(Saved data entries)
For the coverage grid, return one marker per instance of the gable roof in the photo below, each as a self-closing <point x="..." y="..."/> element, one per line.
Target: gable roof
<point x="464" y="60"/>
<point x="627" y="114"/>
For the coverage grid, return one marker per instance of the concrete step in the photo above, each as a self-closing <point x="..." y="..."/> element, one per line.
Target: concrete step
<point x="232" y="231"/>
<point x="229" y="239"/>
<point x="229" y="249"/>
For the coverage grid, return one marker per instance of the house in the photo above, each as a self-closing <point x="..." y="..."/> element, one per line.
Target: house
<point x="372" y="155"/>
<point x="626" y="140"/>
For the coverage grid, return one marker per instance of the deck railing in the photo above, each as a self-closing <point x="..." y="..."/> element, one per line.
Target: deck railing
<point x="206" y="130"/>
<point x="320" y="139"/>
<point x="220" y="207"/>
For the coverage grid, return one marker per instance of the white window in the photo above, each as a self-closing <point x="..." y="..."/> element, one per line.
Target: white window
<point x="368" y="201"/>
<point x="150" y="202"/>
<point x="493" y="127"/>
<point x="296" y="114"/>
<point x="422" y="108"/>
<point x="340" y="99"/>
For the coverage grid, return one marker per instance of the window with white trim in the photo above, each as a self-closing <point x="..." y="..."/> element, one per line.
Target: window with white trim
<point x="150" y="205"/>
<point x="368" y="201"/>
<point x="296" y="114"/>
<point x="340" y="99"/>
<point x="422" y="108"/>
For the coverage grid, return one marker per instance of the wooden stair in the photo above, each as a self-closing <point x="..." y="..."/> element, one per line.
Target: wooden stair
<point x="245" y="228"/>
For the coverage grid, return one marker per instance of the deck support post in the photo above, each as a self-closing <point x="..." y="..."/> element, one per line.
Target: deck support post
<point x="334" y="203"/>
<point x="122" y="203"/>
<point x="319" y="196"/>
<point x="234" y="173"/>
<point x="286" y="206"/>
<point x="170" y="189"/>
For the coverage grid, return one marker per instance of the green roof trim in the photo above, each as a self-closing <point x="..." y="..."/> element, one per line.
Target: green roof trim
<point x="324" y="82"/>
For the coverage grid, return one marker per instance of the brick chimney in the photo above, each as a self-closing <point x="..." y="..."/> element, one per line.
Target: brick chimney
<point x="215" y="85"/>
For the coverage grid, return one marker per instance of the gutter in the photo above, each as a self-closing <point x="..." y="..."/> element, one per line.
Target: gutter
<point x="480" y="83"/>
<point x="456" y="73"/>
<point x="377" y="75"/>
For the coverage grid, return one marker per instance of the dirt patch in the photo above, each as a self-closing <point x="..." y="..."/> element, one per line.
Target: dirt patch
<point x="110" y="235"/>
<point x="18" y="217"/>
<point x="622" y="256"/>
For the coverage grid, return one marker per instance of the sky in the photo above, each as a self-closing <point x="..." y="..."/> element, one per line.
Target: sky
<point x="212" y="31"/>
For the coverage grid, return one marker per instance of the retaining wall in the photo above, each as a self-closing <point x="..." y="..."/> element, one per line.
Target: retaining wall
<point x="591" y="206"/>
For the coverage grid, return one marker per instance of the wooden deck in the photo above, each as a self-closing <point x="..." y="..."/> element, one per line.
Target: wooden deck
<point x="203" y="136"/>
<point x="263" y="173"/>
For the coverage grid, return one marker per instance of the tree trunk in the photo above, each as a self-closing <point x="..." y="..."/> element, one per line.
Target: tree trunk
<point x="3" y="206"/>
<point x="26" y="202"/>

__YOUR INSTRUCTIONS__.
To complete this exercise, set down every line above exactly once more.

__TASK RESULT__.
For the coverage grid, return one marker per instance of the gable roof in the photo below, each as a self-closing <point x="..." y="..."/> element, one per line.
Target: gable roof
<point x="464" y="60"/>
<point x="627" y="114"/>
For the coverage grid, return one marker per instance of the concrete step in the photo above, each as a self-closing <point x="..." y="..."/> element, one per line.
Target: concrete step
<point x="232" y="231"/>
<point x="229" y="239"/>
<point x="229" y="249"/>
For the coverage grid, return one marker per instance of the house in the photo above, each as a self-closing <point x="..." y="..."/> element, one per line.
Target: house
<point x="372" y="155"/>
<point x="626" y="140"/>
For the coverage grid, return one marker per instance of the deck railing in the photo above, each as a self-closing <point x="..." y="..."/> element, one per line.
Target: deck railing
<point x="206" y="130"/>
<point x="320" y="139"/>
<point x="220" y="207"/>
For the coverage grid, return one marker per instance of the white window in the photo above, each as a self-closing <point x="..." y="..."/> element, one per line.
Target: white window
<point x="368" y="201"/>
<point x="150" y="202"/>
<point x="493" y="127"/>
<point x="296" y="114"/>
<point x="422" y="108"/>
<point x="340" y="99"/>
For the coverage grid, return one marker per instance of the window with white trim in the photo above, each as a self-closing <point x="..." y="..."/> element, one per line.
Target: window with white trim
<point x="150" y="205"/>
<point x="368" y="201"/>
<point x="296" y="114"/>
<point x="340" y="99"/>
<point x="422" y="108"/>
For the coverage grid, return one marker per instance of the wooden stair in the photo above, each as a self-closing <point x="..." y="..."/> element, one per line.
Target: wooden stair
<point x="245" y="228"/>
For the coverage grid, return one marker per instance of the deck support post in the photo above, each as a self-closing <point x="..." y="..."/> element, one per line.
Target: deck support post
<point x="334" y="203"/>
<point x="122" y="203"/>
<point x="319" y="196"/>
<point x="234" y="173"/>
<point x="286" y="206"/>
<point x="170" y="189"/>
For the coverage grid, return one marker per instance of the green roof trim in the photo above, each as a self-closing <point x="..." y="..."/> element, one per line.
Target: green roof trim
<point x="324" y="82"/>
For the coverage grid, return one marker per instance of the brick chimney in the photo above, each as a self-closing <point x="..." y="..."/> element, one per line.
Target: brick chimney
<point x="215" y="85"/>
For the coverage grid, return one marker per instance of the gutter in the photo above, each as a self-closing <point x="..." y="..."/> element, one per line.
Target: gutter
<point x="480" y="83"/>
<point x="456" y="73"/>
<point x="377" y="75"/>
For the coverage grid, return one marker per instance of the dirt patch in the photo above, each as a self-closing <point x="..." y="..."/> element, one per line.
Target: dirt patch
<point x="110" y="235"/>
<point x="18" y="217"/>
<point x="622" y="256"/>
For the coverage grid, return one marker per instance of the sky in the photo above, each as a self-closing <point x="..." y="..."/> element, one per line.
Target: sky
<point x="212" y="31"/>
For the coverage grid, return one marker per instance of the retaining wall in the photo above, each as a self-closing <point x="..." y="..."/> element, one per line.
Target: retaining wall
<point x="591" y="206"/>
For the coverage grid, return one marker per instance of the wooden deck in the photo above, each as a self-closing <point x="..." y="..."/> element, one per line.
Target: wooden deck
<point x="203" y="136"/>
<point x="263" y="173"/>
For the coverage grid, return one marker per instance of the tree trunk in the photo above, each as a self-closing <point x="..." y="..."/> element, one per line.
Target: tree trunk
<point x="3" y="206"/>
<point x="26" y="202"/>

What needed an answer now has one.